What you need to do: Put the lines of the entries below, from the line with "point: frozen lake" to the line with "column 175, row 780", into a JSON list of strings with one string per line and blank lines left out.

Source records:
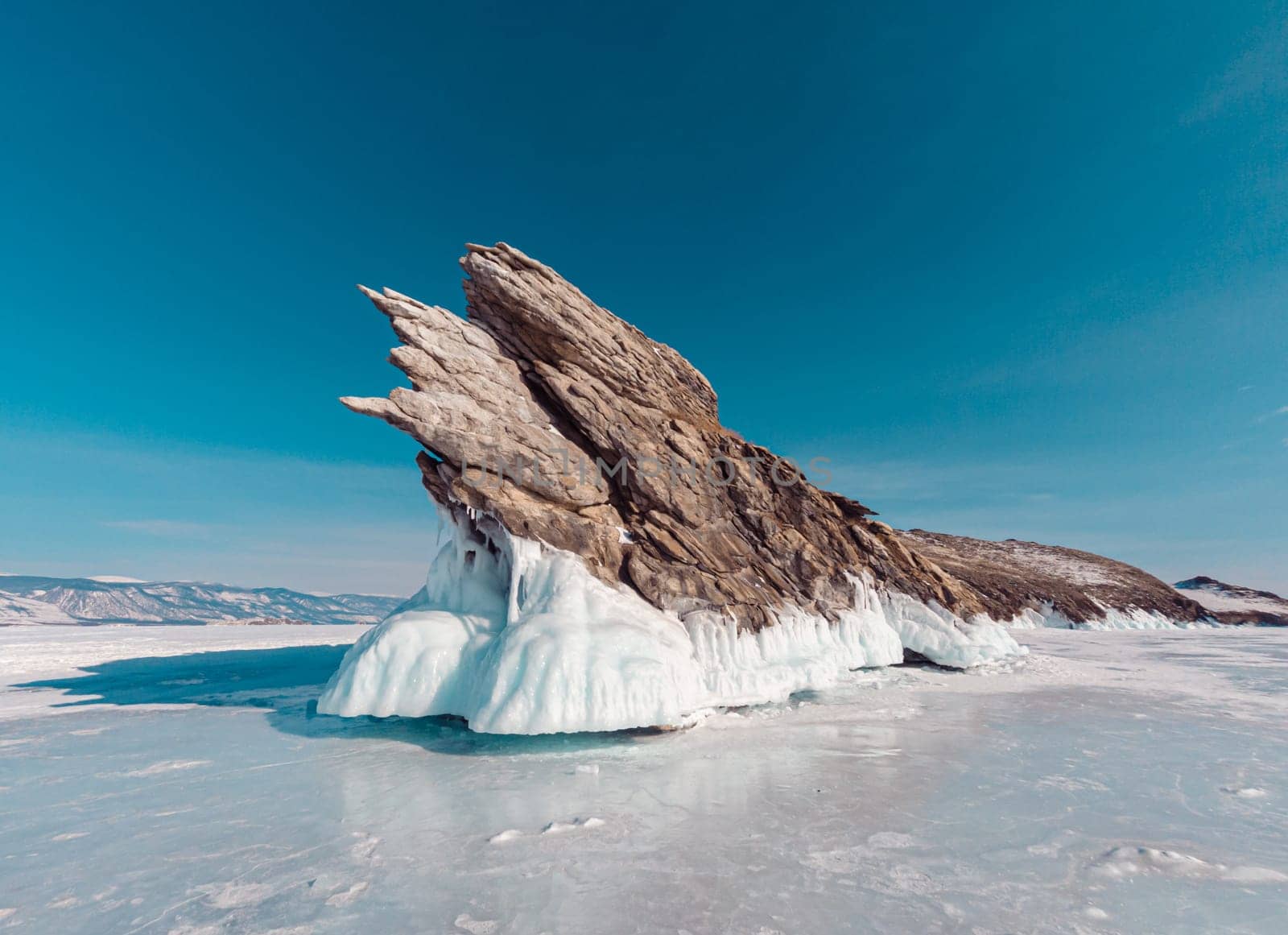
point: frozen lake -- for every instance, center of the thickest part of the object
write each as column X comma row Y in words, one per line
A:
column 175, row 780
* * *
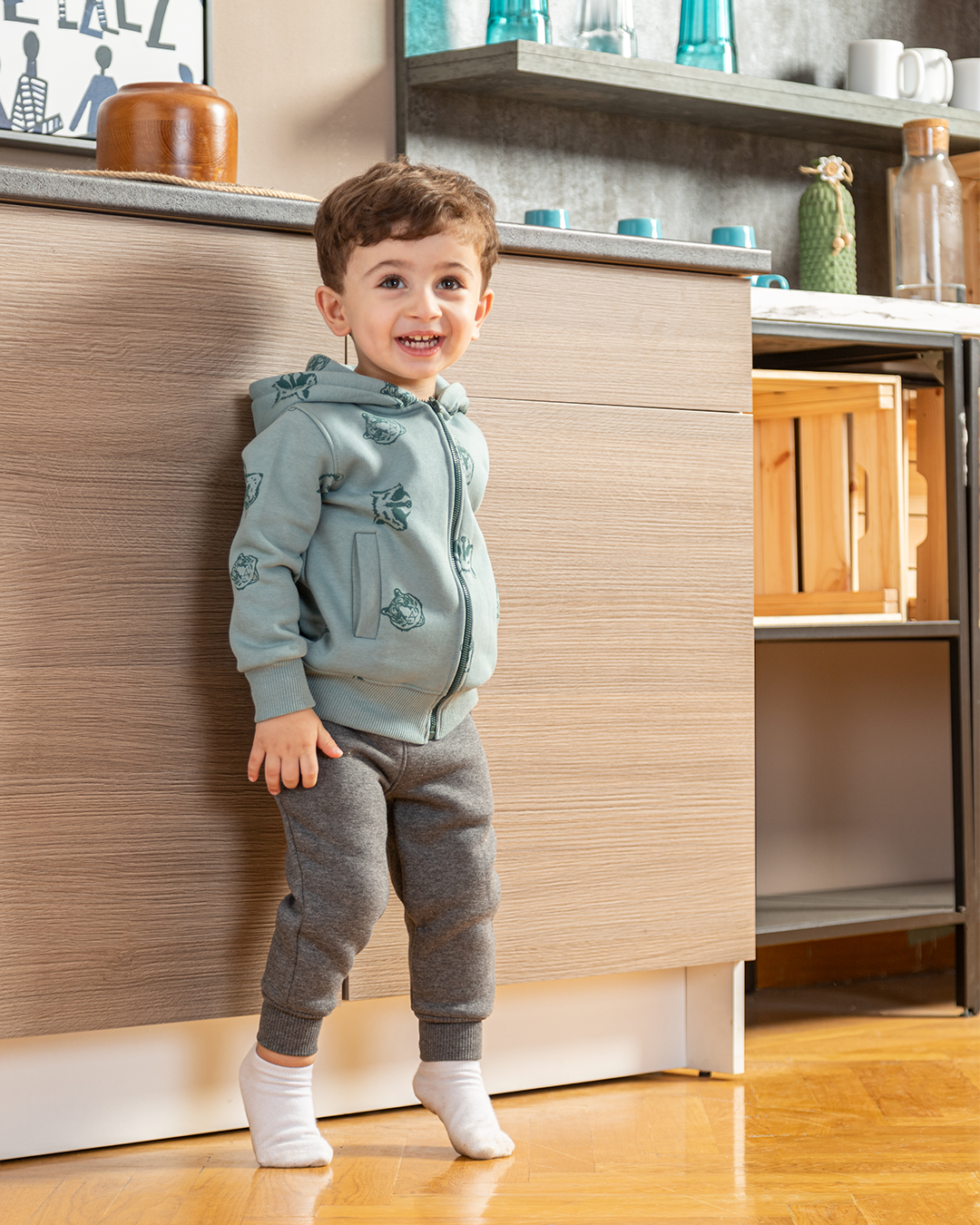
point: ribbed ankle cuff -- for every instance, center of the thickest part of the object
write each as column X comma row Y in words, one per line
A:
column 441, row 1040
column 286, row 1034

Result:
[
  "point: frozen lake -- for every instance, center of the thickest part of the object",
  "write each as column X comma row Y in words, one per line",
  "A:",
  "column 175, row 780"
]